**Text**.
Start of Block

Saturday, February 20, 2010

*See first paragraph*

"Get some sour cream and onion chips with some dip, man, some beef jerky, some peanut butter. Get some Häagen-Dazs ice cream bars, a whole lot, make sure chocolate, gotta have chocolate, man. Some popcorn, red popcorn, graham crackers, graham crackers with marshmallows, the little marshmallows and little chocolate bars and we can make s'mores, man. Also, celery, grape jelly, Cap'n Crunch with the little Crunch berries, pizzas. We need two big pizzas, man, everything on 'em, with water, whole lotta water, and Funyons." - Half-Baked

I intended for that to be the title of this blog post, in a subtle homage to Fiona Apple "When the pawn..." but alas Blogger cockblocked my attempt. Bitches.

So I just spent an hour arguing with my dad over whether or not he should get medical Cannabis. (At this point, I have to point out that the image on that website is four people who make their living thanks to weed. Beautiful.) As a cancer patient (who is in chronic pain, I might add, thanks to his uber-enlarged liver. Also, he isn't sleeping at night anymore because of combined pain and nerves) he would qualify for medical marijuana to help with pain management and to help with the side-effects of his impending chemotherapy. Did I use these reasons to argue my point to my father? Nope. Instead, I went with the catch-phrase approach: "Cancer? Try Chronic!" "If somebody told me I had terminal cancer you best believe I'd be tokin' the good shit." and my personal favorite "Fuck terminal illnesses, dad, get the Ganja." Surprisingly, none of my quips got the point across to him. I think my next approach will be exposure therapy to repeated playings of "Purple Haze." If that doesn't get him, I might have to throw in the towel here. Of course, my dad's arguments back to me were equally pathetic...things like "no" or "haha". The battle rages, I think.

I legitimately think my dad needs something to manage his pain because I share a Macaulay trait with him: we don't express our pain. If we are in pain, we rarely show it. (Ask any of my friends who have had to drag me to the hospital, like Nicole, for instance). Since being home today, my father has only gotten off of the couch to go to church with my mom and I, but otherwise he just lays there, wincing when he moves. To the untrained eye, he appears to just be lazing about on a Saturday afternoon, an endeavor that would not be held against him, even without cancer, but to those who know him, he is in a lot of pain and showing it. It would be a lie to say that it didn't trouble me. But, what can I do? The answer, of course, is not much. Still praying, still researching, still making myself better, but when coming face to face with stuff like this, it forces a reality check.

While being home, I can't relegate the troubles here to a distant part of my world, only letting them tickle the outer limits of my law school calm, like reeds on a lake causing tiny ripples, barely visible at the center of the water. I feel, at once, eager to return to the glassy surface on my proverbial lake in Lansing, and a strong pull to be here in Saginaw, providing a level attitude. My mother is still not herself, and my dad is starting to show his true feelings (something that is very unlike him or me). It is an unfortunate situation here at the Macaulay stronghold, but, as usual, we will keep on keeping on. This coming week, like all coming weeks, will be full of challenges, but I am confident that my father, mother, and I will face them head on and find support when/where/if we need it.

To finish this on a happy note, because I'll be damned if I write a post that is purely devoted to my concerns like some pussy emo bitch that wears black nail polish or like some emo dude who listens to Panic! at the Disco (you know who you are, haha), I call to attention, again, the fact that there is a website devoted entirely to legal marijuana in Michigan (sweeeeeeeet, man). Also, the music used for the Olympics promo about ice dancing? Lady MOTHERFUCKING Gaga! Seems inappropriate, but I'll take my Gaga when I can. Bitches.

End of Block

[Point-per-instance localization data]
Start of Block

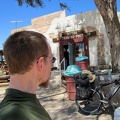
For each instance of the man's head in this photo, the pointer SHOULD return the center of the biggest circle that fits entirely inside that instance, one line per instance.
(25, 48)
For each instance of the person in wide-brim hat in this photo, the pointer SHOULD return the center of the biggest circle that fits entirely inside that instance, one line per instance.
(89, 75)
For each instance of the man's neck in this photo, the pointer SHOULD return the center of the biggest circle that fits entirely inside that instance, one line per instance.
(24, 83)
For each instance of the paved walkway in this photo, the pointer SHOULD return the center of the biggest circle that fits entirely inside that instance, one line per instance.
(56, 102)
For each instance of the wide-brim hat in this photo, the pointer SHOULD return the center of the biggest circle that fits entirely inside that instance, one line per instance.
(89, 75)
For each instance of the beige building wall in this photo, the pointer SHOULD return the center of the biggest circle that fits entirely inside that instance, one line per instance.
(99, 50)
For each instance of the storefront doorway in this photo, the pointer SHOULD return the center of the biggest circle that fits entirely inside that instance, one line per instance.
(68, 54)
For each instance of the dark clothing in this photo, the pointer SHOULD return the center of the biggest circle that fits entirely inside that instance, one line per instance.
(18, 105)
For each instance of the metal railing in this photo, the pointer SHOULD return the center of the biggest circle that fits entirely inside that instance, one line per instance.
(63, 61)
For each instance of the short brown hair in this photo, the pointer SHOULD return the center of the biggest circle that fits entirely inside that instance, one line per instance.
(21, 49)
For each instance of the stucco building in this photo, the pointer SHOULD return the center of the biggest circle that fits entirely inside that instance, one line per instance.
(74, 36)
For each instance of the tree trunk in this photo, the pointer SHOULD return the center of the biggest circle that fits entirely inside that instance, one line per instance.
(108, 11)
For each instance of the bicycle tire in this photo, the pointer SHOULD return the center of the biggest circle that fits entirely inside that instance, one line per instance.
(91, 105)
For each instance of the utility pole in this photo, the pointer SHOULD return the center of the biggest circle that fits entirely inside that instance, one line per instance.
(16, 23)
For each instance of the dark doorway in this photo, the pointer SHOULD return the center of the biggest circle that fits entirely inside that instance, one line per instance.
(66, 55)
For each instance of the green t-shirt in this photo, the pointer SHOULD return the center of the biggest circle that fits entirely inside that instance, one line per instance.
(18, 105)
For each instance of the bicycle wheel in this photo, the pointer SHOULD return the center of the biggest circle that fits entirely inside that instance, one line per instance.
(91, 105)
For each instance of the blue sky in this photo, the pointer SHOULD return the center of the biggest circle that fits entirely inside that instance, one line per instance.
(10, 11)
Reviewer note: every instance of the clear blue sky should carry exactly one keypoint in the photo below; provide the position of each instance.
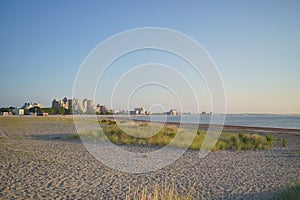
(255, 44)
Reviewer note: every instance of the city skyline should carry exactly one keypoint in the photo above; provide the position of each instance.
(254, 44)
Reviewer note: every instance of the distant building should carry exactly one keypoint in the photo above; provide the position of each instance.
(90, 106)
(28, 105)
(7, 113)
(18, 111)
(172, 112)
(133, 112)
(60, 103)
(103, 109)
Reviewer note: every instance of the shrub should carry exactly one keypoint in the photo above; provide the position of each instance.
(270, 139)
(284, 142)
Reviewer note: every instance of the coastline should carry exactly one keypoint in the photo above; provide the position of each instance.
(37, 162)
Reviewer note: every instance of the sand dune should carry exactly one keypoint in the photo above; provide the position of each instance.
(37, 162)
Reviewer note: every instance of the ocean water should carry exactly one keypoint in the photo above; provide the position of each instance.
(271, 121)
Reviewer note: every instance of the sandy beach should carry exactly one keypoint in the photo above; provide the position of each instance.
(36, 161)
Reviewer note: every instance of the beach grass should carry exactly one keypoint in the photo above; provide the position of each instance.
(291, 192)
(167, 134)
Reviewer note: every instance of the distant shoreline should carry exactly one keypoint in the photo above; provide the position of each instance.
(226, 128)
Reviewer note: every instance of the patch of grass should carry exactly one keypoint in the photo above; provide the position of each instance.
(291, 192)
(72, 137)
(284, 142)
(165, 136)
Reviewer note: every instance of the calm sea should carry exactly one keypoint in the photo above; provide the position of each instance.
(272, 121)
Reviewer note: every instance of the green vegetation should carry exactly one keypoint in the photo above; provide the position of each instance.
(291, 192)
(284, 142)
(165, 135)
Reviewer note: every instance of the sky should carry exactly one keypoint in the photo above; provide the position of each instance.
(255, 45)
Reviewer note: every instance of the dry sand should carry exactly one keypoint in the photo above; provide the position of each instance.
(37, 162)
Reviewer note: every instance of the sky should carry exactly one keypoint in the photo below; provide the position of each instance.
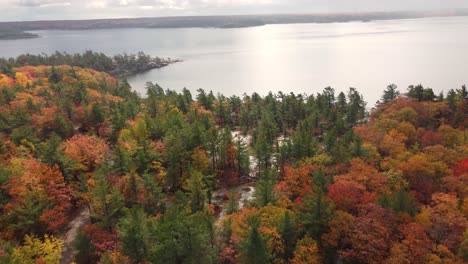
(18, 10)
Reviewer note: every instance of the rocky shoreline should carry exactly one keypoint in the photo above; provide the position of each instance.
(153, 63)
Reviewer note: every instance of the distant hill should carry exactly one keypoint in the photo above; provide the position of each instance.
(16, 34)
(219, 21)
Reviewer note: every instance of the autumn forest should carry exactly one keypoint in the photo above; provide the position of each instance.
(92, 172)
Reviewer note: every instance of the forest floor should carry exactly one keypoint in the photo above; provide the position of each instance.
(83, 218)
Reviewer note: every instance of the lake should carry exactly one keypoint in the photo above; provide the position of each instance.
(300, 58)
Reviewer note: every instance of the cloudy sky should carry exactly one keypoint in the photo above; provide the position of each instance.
(14, 10)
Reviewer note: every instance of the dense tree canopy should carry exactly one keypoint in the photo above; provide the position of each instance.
(176, 178)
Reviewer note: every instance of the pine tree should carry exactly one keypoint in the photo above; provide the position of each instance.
(197, 188)
(254, 249)
(133, 232)
(264, 193)
(287, 230)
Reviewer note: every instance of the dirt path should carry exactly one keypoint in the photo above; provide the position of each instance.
(69, 237)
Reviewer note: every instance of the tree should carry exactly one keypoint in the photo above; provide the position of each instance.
(390, 94)
(133, 232)
(264, 193)
(287, 230)
(314, 214)
(349, 195)
(307, 252)
(253, 249)
(106, 202)
(447, 224)
(88, 151)
(372, 224)
(84, 249)
(35, 250)
(197, 188)
(178, 237)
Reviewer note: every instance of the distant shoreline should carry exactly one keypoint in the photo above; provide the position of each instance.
(235, 21)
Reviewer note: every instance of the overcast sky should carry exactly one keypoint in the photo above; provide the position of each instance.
(15, 10)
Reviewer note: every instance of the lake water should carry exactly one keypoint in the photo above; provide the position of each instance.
(300, 58)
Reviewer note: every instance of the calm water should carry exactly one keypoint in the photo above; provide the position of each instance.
(302, 58)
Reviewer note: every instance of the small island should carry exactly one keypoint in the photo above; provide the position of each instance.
(16, 34)
(119, 66)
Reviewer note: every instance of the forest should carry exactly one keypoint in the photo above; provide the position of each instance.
(120, 65)
(92, 172)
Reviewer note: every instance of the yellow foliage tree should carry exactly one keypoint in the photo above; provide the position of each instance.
(35, 250)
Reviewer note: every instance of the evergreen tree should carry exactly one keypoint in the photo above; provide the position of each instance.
(133, 232)
(264, 193)
(390, 94)
(84, 249)
(287, 230)
(197, 188)
(254, 250)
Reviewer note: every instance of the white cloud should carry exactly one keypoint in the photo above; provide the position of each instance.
(82, 9)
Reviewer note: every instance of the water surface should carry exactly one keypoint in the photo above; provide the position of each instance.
(300, 58)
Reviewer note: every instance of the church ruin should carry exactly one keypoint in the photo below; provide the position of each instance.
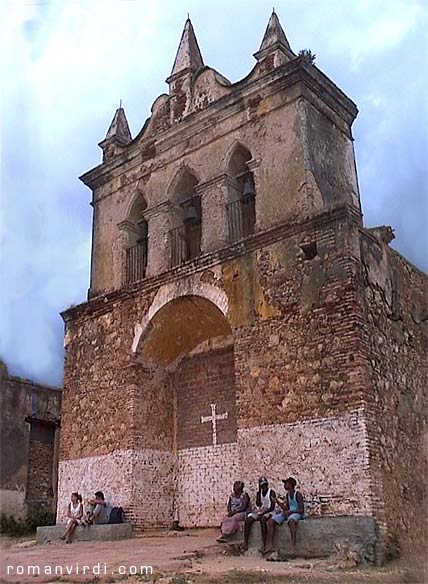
(241, 320)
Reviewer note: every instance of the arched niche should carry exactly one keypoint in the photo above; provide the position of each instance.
(241, 193)
(186, 218)
(135, 240)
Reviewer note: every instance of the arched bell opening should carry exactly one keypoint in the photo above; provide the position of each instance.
(186, 220)
(241, 194)
(136, 248)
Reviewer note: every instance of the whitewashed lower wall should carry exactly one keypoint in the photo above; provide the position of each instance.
(327, 456)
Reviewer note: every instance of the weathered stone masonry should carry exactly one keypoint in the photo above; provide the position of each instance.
(254, 347)
(29, 423)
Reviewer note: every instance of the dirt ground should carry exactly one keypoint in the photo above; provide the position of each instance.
(190, 557)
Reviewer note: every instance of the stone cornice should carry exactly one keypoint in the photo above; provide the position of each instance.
(103, 303)
(287, 75)
(216, 181)
(159, 209)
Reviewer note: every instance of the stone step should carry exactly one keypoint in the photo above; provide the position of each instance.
(107, 532)
(321, 537)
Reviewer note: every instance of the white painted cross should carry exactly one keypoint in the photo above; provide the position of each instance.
(213, 419)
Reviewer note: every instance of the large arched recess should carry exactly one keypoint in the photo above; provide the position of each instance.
(188, 340)
(180, 326)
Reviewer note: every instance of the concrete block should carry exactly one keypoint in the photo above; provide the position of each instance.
(106, 532)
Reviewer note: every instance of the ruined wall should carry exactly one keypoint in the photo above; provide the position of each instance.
(20, 461)
(295, 312)
(396, 342)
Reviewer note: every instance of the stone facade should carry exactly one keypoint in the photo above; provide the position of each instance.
(30, 417)
(259, 352)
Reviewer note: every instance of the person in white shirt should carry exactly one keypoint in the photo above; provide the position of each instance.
(265, 505)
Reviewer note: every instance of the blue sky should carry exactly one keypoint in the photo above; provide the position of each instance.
(65, 65)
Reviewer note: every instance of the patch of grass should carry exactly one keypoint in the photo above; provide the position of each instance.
(21, 527)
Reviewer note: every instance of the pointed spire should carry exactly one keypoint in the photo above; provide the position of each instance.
(188, 55)
(274, 34)
(119, 129)
(274, 39)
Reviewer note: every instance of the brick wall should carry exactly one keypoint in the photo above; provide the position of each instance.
(39, 481)
(27, 457)
(396, 341)
(200, 381)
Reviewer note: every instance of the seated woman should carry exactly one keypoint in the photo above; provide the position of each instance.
(74, 516)
(97, 513)
(237, 508)
(265, 506)
(292, 511)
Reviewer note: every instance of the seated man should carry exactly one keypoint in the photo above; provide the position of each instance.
(292, 511)
(265, 505)
(98, 513)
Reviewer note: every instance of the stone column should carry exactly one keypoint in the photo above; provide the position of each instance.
(253, 166)
(214, 219)
(159, 220)
(128, 233)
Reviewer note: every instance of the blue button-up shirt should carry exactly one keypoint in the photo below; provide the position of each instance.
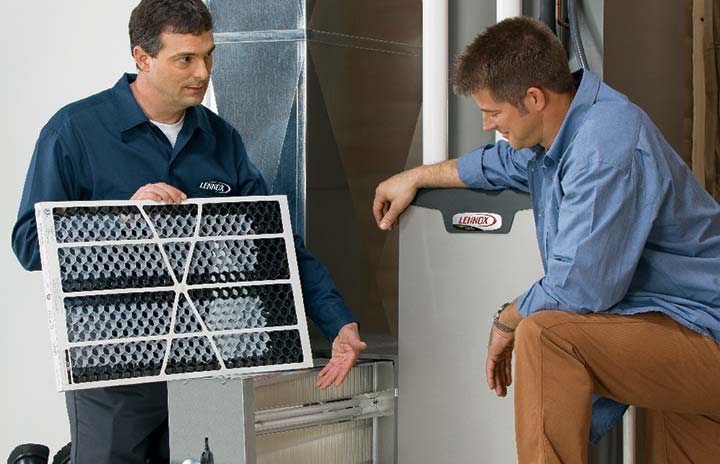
(105, 148)
(622, 225)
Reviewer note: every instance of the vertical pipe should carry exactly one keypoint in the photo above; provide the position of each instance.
(629, 424)
(435, 81)
(506, 9)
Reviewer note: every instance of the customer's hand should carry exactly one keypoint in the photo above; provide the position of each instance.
(392, 197)
(159, 191)
(346, 347)
(498, 367)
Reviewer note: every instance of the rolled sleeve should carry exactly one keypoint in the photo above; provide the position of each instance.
(49, 178)
(495, 167)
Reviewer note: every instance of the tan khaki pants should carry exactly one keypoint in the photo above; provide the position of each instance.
(646, 360)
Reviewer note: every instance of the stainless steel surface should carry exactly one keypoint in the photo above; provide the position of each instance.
(326, 95)
(285, 419)
(220, 409)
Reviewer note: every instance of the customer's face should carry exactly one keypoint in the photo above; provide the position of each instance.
(520, 128)
(180, 72)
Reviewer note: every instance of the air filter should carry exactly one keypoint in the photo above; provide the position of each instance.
(142, 292)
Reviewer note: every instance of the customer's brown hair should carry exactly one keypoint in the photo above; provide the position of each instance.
(510, 57)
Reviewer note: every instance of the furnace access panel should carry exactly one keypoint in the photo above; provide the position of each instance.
(143, 292)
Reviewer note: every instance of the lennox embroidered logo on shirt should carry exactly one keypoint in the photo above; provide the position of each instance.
(215, 186)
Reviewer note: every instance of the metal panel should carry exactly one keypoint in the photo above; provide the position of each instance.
(449, 291)
(259, 88)
(256, 15)
(361, 64)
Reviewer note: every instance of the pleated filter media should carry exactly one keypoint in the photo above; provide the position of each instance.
(142, 292)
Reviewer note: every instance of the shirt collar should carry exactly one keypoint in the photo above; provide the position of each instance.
(131, 115)
(588, 86)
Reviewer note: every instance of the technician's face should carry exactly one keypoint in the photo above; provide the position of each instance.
(520, 129)
(180, 72)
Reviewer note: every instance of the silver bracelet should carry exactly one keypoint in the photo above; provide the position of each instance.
(496, 320)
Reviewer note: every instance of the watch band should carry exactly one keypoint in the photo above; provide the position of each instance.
(496, 320)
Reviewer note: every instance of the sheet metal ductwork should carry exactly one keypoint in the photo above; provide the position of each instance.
(327, 97)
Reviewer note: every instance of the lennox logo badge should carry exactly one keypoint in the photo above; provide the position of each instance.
(215, 186)
(477, 221)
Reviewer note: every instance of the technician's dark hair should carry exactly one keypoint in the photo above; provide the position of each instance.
(152, 17)
(510, 57)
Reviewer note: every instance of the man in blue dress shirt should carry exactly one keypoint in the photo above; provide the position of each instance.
(148, 138)
(628, 310)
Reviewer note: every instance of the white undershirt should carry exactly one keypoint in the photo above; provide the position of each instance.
(171, 131)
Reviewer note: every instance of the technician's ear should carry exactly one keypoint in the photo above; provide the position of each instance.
(142, 58)
(534, 99)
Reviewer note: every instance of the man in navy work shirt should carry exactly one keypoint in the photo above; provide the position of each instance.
(148, 138)
(629, 306)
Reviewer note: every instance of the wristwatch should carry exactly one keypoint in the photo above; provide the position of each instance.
(496, 320)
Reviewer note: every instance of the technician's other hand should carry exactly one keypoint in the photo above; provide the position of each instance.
(392, 197)
(160, 191)
(498, 367)
(346, 347)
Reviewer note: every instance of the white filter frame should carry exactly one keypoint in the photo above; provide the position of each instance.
(55, 295)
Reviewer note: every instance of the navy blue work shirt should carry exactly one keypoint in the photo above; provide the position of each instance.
(104, 148)
(622, 225)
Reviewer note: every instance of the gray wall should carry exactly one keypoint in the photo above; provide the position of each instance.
(56, 52)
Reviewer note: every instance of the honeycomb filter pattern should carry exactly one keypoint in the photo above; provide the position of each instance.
(173, 220)
(260, 348)
(91, 363)
(112, 266)
(177, 253)
(141, 292)
(185, 320)
(101, 223)
(126, 315)
(191, 354)
(222, 261)
(250, 307)
(244, 218)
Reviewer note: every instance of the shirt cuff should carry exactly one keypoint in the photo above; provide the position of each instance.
(535, 299)
(331, 319)
(470, 169)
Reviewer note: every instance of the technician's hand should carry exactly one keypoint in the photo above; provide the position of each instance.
(346, 347)
(392, 197)
(159, 192)
(498, 367)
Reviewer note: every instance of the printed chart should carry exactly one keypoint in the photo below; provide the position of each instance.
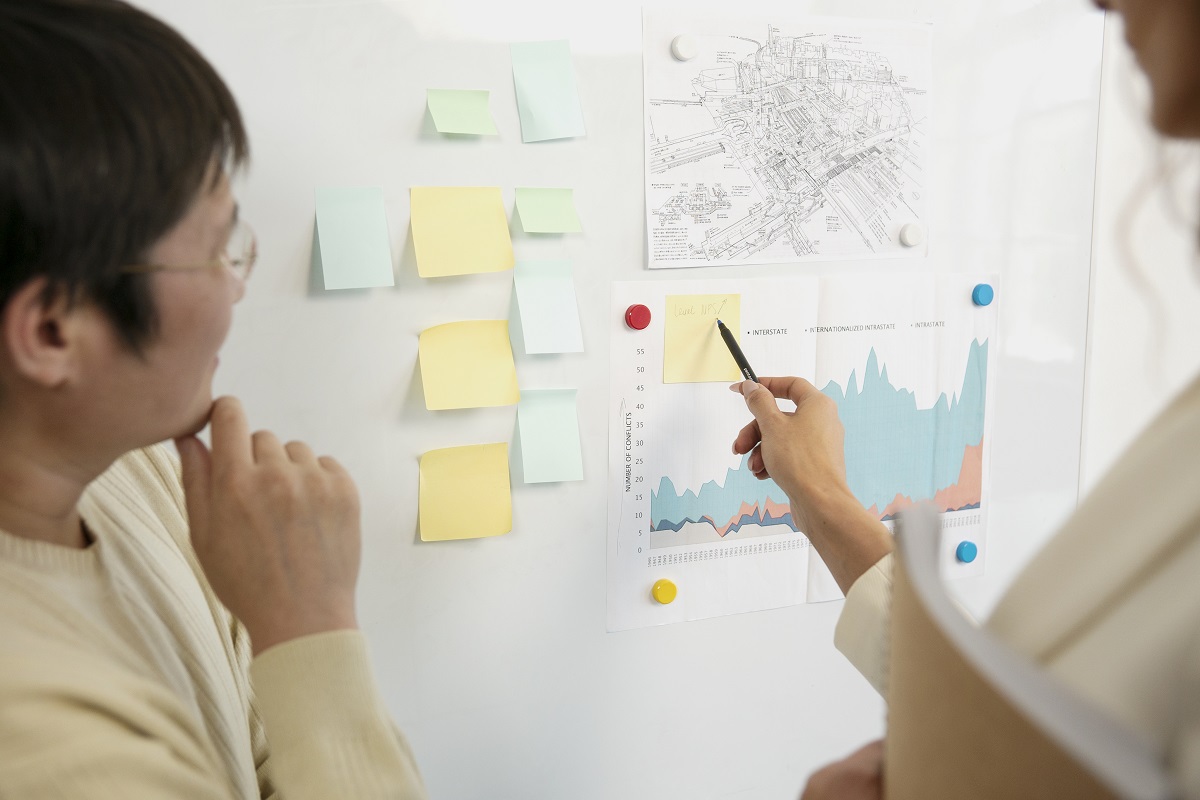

End of Block

**How to complete this task**.
According to the blog post, why does the writer believe the father needs something to manage his pain? Answer in one to three sentences.

**Response area**.
The writer shares a family trait with the father: neither of them usually shows pain. So when he stays on the couch all day except to go to church and winces when he moves, people who know him can tell he is in a lot of pain.